→ TASK STATEMENT
Taking the line with "Target: window" as the first and the line with "Target: payphone" as the last, set down exactly every line in that range from the entries below, and no more.

→ MATERIAL PROVIDED
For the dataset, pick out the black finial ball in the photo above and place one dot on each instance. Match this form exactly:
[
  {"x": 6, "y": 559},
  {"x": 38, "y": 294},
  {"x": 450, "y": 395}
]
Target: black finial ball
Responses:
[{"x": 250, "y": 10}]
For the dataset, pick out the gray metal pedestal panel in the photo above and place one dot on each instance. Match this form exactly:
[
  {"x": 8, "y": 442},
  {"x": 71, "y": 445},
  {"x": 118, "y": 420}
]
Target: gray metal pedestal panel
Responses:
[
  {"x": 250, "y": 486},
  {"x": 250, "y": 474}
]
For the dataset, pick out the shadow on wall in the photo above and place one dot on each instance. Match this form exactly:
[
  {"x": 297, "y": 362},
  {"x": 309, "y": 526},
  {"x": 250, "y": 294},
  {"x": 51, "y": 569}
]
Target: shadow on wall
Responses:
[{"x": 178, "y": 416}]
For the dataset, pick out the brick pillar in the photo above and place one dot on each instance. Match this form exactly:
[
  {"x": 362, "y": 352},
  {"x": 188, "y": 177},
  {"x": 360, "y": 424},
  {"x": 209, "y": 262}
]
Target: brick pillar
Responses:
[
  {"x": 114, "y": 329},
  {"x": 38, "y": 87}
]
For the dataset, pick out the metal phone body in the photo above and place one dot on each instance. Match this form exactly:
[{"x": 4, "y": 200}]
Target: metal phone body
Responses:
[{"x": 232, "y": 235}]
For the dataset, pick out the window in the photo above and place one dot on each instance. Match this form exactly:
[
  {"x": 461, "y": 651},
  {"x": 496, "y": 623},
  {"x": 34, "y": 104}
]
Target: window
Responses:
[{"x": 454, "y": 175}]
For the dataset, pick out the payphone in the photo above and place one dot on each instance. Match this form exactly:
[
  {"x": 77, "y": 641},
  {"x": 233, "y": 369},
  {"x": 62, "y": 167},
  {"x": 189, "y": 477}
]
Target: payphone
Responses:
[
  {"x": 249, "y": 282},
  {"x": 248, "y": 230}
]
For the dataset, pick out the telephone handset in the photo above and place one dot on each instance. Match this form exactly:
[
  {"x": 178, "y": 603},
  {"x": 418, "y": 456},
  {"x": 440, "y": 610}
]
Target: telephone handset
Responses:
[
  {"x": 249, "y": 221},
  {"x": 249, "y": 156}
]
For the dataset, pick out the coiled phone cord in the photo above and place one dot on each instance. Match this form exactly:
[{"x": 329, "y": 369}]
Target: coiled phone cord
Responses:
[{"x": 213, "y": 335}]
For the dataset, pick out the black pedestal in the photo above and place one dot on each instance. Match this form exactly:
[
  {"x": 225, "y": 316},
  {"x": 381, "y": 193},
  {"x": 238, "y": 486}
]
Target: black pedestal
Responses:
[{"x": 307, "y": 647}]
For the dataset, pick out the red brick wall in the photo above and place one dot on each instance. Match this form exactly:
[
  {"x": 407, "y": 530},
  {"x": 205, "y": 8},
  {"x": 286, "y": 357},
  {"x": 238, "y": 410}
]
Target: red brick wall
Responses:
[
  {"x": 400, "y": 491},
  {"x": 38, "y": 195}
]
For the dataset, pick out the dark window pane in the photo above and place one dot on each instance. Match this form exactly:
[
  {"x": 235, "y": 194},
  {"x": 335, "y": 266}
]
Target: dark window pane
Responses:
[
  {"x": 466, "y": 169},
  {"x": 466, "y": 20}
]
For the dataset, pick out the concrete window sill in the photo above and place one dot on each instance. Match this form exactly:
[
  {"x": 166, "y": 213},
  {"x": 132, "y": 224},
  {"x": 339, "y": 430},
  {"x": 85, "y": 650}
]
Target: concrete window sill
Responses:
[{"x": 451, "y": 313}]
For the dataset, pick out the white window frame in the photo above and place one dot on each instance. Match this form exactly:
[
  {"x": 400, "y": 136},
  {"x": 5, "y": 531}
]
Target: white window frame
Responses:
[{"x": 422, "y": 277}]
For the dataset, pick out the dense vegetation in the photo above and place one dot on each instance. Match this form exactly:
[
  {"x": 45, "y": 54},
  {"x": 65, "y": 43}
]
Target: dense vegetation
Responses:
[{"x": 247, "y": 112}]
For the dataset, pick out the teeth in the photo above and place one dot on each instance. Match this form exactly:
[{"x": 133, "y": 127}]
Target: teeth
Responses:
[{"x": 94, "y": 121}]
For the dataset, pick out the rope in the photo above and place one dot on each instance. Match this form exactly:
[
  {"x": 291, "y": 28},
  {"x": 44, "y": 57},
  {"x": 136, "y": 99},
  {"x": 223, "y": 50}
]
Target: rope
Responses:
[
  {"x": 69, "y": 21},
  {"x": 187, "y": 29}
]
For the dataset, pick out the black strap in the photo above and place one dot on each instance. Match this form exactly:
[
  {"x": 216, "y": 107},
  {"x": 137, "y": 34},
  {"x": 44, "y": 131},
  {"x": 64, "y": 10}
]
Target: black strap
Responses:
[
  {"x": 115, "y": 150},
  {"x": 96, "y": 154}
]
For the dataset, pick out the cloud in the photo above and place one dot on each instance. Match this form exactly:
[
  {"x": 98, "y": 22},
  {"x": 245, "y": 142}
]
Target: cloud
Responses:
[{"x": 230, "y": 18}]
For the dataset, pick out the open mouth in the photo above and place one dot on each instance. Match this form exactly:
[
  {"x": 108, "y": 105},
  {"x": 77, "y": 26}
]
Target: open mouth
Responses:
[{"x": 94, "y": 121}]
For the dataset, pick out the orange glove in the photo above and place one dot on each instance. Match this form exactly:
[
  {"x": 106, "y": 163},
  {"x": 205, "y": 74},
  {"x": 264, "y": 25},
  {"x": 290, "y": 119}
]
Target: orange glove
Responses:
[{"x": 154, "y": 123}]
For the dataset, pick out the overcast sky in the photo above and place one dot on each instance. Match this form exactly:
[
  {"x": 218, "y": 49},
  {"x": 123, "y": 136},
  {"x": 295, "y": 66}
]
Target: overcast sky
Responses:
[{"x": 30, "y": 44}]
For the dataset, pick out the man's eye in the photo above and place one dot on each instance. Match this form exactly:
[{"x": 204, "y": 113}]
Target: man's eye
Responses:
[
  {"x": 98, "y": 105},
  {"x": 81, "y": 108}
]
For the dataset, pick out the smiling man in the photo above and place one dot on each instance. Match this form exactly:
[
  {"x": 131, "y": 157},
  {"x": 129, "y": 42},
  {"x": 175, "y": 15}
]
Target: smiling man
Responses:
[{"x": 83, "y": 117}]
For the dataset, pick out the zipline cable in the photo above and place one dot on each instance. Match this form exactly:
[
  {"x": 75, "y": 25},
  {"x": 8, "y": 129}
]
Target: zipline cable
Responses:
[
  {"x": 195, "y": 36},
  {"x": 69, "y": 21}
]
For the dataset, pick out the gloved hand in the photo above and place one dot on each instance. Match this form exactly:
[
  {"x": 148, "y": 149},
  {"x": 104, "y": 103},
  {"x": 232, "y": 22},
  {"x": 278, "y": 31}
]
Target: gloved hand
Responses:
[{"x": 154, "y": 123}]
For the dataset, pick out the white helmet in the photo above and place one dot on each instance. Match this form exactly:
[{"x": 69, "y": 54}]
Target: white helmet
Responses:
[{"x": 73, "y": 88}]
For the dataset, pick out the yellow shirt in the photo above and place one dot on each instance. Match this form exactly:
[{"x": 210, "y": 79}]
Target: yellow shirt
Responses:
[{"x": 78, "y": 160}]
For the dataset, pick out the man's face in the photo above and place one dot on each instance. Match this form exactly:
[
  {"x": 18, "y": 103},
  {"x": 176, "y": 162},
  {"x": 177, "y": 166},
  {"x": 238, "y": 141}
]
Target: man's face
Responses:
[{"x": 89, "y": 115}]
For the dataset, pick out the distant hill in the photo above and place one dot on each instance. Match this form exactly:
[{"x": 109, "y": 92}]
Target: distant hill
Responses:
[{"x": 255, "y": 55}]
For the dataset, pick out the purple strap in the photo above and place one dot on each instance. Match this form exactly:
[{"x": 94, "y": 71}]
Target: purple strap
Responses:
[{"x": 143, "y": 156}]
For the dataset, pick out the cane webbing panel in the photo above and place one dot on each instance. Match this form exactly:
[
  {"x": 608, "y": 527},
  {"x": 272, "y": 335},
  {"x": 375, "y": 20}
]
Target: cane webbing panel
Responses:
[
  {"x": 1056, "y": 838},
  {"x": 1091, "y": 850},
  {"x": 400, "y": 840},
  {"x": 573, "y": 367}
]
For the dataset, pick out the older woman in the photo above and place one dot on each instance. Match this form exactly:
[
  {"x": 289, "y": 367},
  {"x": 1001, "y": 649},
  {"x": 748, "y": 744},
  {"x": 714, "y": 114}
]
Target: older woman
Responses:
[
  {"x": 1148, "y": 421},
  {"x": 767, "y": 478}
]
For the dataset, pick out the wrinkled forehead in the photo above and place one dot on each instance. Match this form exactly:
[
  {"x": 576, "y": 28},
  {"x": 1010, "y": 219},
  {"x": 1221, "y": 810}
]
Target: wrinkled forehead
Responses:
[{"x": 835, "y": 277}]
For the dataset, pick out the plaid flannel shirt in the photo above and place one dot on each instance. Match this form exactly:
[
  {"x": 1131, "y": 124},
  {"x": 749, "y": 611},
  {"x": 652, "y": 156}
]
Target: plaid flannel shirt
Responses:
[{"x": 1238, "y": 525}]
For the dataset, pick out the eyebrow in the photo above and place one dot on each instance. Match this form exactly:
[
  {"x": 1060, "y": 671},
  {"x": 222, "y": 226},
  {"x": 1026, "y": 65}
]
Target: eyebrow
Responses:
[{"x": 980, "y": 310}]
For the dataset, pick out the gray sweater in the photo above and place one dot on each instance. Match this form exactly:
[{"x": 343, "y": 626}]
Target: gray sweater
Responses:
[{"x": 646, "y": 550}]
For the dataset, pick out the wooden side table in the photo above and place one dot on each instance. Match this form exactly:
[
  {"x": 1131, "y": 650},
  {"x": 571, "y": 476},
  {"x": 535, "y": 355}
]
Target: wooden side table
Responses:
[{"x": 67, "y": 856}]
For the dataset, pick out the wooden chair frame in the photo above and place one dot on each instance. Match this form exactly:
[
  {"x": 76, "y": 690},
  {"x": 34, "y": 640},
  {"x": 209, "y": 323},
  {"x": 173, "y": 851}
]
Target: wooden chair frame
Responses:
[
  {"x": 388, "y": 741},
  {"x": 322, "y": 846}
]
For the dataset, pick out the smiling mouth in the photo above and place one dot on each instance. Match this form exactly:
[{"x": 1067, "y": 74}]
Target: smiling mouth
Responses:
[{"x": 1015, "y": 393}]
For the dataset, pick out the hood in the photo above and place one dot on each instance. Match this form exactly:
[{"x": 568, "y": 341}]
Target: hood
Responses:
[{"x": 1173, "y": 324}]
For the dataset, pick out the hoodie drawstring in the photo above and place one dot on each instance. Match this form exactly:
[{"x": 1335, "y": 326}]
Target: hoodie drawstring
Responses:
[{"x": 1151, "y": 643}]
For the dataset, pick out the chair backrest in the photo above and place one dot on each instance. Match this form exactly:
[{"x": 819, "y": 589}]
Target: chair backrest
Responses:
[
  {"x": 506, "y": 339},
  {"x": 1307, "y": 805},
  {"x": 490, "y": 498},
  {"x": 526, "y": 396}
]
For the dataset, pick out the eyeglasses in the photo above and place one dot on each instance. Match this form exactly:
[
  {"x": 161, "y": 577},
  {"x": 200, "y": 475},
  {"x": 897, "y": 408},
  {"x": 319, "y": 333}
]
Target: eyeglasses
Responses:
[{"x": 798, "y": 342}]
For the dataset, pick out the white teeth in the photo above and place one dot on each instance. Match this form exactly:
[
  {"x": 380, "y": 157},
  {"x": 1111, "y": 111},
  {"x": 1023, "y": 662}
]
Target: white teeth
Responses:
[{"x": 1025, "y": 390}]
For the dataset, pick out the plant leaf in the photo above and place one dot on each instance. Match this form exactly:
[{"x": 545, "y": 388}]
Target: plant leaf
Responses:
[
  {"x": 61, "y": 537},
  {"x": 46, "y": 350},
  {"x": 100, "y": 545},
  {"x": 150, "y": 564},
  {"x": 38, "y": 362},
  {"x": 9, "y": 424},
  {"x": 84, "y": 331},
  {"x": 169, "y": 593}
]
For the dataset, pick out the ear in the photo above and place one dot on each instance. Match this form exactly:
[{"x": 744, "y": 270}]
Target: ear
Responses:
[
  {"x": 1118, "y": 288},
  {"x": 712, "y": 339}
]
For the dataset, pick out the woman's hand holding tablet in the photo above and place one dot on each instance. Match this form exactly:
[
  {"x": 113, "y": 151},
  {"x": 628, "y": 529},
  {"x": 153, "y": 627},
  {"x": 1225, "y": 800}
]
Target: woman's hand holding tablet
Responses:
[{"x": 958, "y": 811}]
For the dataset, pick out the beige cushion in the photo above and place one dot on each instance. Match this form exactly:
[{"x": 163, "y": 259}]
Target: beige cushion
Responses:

→ TASK OUTPUT
Target: window
Responses:
[{"x": 454, "y": 175}]
For the dataset, pick out the payphone in the photo above and place one dot on each instance. Match this form exactly:
[
  {"x": 77, "y": 641},
  {"x": 233, "y": 369},
  {"x": 62, "y": 167},
  {"x": 189, "y": 477}
]
Target: payphone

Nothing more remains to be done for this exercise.